## Objective
Every entry here needs to be repeated exactly.

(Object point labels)
· · · ·
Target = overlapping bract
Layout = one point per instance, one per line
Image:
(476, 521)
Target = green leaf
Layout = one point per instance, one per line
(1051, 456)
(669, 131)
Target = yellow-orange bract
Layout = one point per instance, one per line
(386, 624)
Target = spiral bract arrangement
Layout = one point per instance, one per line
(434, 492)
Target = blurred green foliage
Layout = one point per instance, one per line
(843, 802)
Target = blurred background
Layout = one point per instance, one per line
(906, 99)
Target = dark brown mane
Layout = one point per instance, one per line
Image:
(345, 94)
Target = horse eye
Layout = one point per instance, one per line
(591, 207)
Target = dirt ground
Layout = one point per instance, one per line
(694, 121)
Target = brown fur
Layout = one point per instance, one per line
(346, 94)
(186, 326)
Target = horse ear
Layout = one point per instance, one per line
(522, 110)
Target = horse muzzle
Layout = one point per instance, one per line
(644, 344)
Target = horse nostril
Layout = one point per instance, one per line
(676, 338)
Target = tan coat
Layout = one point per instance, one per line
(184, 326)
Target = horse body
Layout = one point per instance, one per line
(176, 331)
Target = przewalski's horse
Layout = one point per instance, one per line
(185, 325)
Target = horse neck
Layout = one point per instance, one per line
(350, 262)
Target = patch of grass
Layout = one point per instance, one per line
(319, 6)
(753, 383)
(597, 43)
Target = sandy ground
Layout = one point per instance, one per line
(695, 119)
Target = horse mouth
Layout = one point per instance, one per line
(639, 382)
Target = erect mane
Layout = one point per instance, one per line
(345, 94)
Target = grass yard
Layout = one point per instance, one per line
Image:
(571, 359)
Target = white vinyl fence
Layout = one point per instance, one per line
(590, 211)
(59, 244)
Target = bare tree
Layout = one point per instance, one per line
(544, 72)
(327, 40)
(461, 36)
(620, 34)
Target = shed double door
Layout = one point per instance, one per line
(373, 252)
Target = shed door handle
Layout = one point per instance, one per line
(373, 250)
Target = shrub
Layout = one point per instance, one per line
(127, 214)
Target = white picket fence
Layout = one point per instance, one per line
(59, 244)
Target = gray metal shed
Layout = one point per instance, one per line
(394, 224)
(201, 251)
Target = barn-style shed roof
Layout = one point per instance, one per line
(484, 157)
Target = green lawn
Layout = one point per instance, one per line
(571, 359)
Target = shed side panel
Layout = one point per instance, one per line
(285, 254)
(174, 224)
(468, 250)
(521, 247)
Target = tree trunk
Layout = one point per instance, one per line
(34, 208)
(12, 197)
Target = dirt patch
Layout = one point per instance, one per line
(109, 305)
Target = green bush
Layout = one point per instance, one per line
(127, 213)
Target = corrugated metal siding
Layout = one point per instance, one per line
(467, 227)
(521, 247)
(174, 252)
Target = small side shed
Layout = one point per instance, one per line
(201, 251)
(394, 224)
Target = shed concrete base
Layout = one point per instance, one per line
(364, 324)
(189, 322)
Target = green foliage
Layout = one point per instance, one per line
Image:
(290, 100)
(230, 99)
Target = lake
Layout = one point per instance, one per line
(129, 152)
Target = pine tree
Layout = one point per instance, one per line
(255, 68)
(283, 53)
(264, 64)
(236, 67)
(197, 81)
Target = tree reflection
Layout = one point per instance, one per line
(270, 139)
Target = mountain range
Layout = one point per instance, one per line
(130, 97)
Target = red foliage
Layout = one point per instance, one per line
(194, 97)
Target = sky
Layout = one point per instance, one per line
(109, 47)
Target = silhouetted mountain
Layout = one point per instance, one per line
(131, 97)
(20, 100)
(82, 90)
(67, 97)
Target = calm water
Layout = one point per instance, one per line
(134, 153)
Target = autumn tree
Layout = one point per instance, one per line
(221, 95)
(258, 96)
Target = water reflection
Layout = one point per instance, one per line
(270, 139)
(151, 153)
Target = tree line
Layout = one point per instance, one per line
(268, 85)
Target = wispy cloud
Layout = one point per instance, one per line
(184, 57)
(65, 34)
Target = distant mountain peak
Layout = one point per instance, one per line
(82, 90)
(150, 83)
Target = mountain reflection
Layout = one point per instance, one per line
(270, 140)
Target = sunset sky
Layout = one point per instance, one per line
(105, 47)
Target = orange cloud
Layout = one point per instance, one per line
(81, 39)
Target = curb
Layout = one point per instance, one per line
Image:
· · · ·
## Answer for this exercise
Target = overlapping bract
Layout = one point per instance, one per line
Image:
(476, 521)
Target = green leaf
Layout = one point per instance, one per line
(1051, 456)
(669, 131)
Target = yellow-orange bract
Layout = one point per instance, one per line
(386, 624)
Target = spiral bract arrangement
Layout = one point per instance, one per line
(434, 492)
Target = blurred green foliage
Layout = one point per instance, one per line
(843, 802)
Target = blurred background
Layout = one point per instance, one per line
(906, 99)
Target = dark brown mane
Layout = one point per instance, one per line
Image:
(345, 94)
Target = horse eye
Layout = one point per instance, one per line
(591, 207)
Target = dirt ground
Layout = one point per instance, one per line
(694, 121)
Target = brown fur
Layout = one point per instance, one per line
(346, 94)
(186, 326)
Target = horse ear
Layout = one point per instance, one per line
(522, 110)
Target = horse muzzle
Layout = one point per instance, one per line
(644, 344)
Target = horse nostril
Layout = one point per instance, one per line
(676, 338)
Target = tan coat
Layout = one point per instance, one per line
(184, 326)
Target = horse body
Layout = one point per instance, one per line
(176, 331)
Target = przewalski's horse
Layout = one point per instance, one per line
(185, 325)
Target = horse neck
Layout = one point per instance, one per line
(350, 262)
Target = patch of grass
Layout = one point per instance, one per line
(319, 6)
(753, 383)
(597, 43)
Target = sandy ground
Layout = one point per instance, one per line
(695, 119)
Target = horse mouth
Layout = one point per instance, one per line
(639, 382)
Target = erect mane
Layout = one point per instance, one per line
(345, 94)
Target = grass yard
Layout = one point per instance, one per line
Image:
(571, 359)
Target = white vinyl fence
Layout = one point per instance, one per line
(590, 211)
(59, 244)
Target = bare tree
Layout = one point per instance, one per line
(544, 72)
(327, 40)
(461, 36)
(620, 34)
Target = shed double door
Layout = one point per instance, one per line
(373, 252)
Target = shed door handle
Layout = one point per instance, one per line
(373, 250)
Target = shrub
Layout = one point per instance, one per line
(127, 214)
Target = white picket fence
Layout = one point per instance, one per line
(59, 244)
Target = gray metal shed
Layout = one point per instance, one per line
(394, 224)
(201, 251)
Target = barn-style shed roof
Layout = one point per instance, one per line
(484, 157)
Target = green lawn
Layout = one point per instance, one per line
(571, 359)
Target = shed side panel
Layout = one point per instance, one per line
(285, 254)
(174, 224)
(468, 250)
(521, 247)
Target = tree trunk
Layout = one point per instance, one per line
(34, 208)
(12, 197)
Target = dirt patch
Layout = one point per instance, one per line
(109, 305)
Target = green bush
Layout = one point per instance, one per line
(127, 213)
Target = corrugated metal siding
Layout = one point per instance, one per line
(467, 227)
(521, 247)
(174, 252)
Target = small side shed
Layout = one point per instance, one per line
(201, 251)
(394, 224)
Target = shed concrete base
Layout = one point per instance, one per line
(364, 324)
(189, 322)
Target = green foliage
Layout = one point per instance, one per line
Image:
(290, 100)
(230, 99)
Target = lake
Layout = one point per instance, one per line
(129, 152)
Target = pine tree
Layout = one point per instance, one per line
(255, 68)
(283, 53)
(264, 64)
(236, 67)
(197, 81)
Target = tree reflection
Layout = one point per instance, one per line
(270, 139)
Target = mountain range
Layout = one point per instance, one per line
(130, 97)
Target = red foliage
Layout = one point per instance, one per line
(194, 97)
Target = sky
Layout = one point per instance, one per line
(109, 47)
Target = silhouetted mountain
Layout = one point per instance, one per line
(131, 97)
(20, 100)
(82, 90)
(67, 97)
Target = calm water
Layout = one point per instance, one per line
(134, 153)
Target = autumn tree
Layout = one point per instance, one per line
(221, 95)
(258, 96)
Target = water reflection
Layout = one point per instance, one per line
(270, 139)
(151, 153)
Target = tree line
Layout = one point per instance, one per line
(268, 85)
Target = wispy cloud
Layout = one point per instance, one per line
(184, 57)
(65, 34)
Target = distant mountain peak
Layout = one point per instance, one per line
(82, 90)
(150, 83)
Target = mountain reflection
Layout = one point per instance, one per line
(270, 140)
Target = sunset sky
Layout = one point per instance, one per line
(105, 47)
Target = orange cloud
Layout = one point per instance, one per line
(81, 39)
Target = curb
Layout = one point per instance, one per line
Image:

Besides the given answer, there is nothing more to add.